▶ Directions
(1) Find each line in the listing that contains the word "headlight", and copy those lines.
(2) Pick up the text on the extreme winter storms of 2026 and continue writing it after its last sentence.

▶ Reading text
-*-*-

Four Extreme Winter Storms, No Data: How the Government Left Communities Flying Blind

Snow Map January 27 2026

One of only 27 Category 5 “Extreme” blizzards recorded since 1900 tore through the United States in March. And NOAA, the federal agency that spent 45 years measuring exactly this kind of disaster, went dark in January 2025.

The Extreme Mid-March Blizzard & Cold Snap (March 13–17) not only rated as a Category 5, the most Extreme snow category on the Regional Snowfall Index (rated zero through five), it ranks as the eighth worst blizzard since 1900. The storm was also reported to have brought 51 tornadoes and caused power outages for around 500,000 homes, with three fatalities. It was the fourth Winter Storm disaster of 2026.

At the same time the devastating blizzard was striking the eastern half of the country, the West was breaking records in a heat wave that started March 16 and continued for 11 days through March 26. March also included 191 tornadoes in a month that averages 80.

-*-*-

▶ Entries supplied
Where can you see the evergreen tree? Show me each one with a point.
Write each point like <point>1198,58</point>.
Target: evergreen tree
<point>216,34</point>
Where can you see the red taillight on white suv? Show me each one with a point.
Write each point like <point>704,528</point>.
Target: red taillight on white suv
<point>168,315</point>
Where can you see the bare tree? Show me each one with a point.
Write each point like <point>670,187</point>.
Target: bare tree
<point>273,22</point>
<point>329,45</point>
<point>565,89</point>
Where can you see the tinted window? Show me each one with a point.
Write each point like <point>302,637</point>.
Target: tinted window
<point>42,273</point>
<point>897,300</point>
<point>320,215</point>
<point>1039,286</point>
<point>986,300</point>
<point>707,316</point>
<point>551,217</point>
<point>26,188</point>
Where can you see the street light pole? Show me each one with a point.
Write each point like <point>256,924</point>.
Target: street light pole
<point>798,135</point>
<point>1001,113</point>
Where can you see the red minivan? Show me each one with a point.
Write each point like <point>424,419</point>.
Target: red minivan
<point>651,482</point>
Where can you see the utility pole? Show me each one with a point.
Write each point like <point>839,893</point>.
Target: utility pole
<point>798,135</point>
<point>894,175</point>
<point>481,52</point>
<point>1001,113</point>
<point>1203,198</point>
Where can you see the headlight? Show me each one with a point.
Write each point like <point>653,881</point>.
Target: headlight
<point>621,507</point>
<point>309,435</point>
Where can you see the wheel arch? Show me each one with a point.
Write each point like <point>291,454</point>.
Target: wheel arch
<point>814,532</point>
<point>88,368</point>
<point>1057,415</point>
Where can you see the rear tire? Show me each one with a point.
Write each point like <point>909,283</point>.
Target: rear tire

-*-*-

▶ Exercise results
(1)
Where can you see the headlight? Show me each one with a point.
Target: headlight

(2)
From extreme winter cold to extreme summer heat happening in one day just after the first day of spring is alarming.

Three Extreme Winter Storms started before this most Extreme event. The first was a large and Extreme Winter Storm Fern (Jan. 23–27), with estimated impacts: damage more than $4 billion and possibly significantly higher (2026 USD), 174 fatalities.

Then came a comparatively less severe Pre-Groundhog Day nor’easter, a Category 2 “Significant” event (Jan. 31–Feb. 2). It involved damage that has yet to be determined but included 13 fatalities and up to 22.3 inches of snow.

Then the 2026 Late February Blizzard (Feb. 20–24) showed up as a Category 3 “Major.” A powerful, historic and severe blizzard caused extensive impacts including 30 fatalities, a maximum snow depth of 37.9 inches and unknown damage costs.

The 2026 Winter Storms have clearly caused worse impacts than those in 2025. Yet the federal agency responsible for tracking them, the National Oceanic and Atmospheric Administration or NOAA, stepped back from that mission at precisely the wrong moment. The data stopped on the first day of January 2025, according to the federal NESDIS May 9, 2025, notice of changes.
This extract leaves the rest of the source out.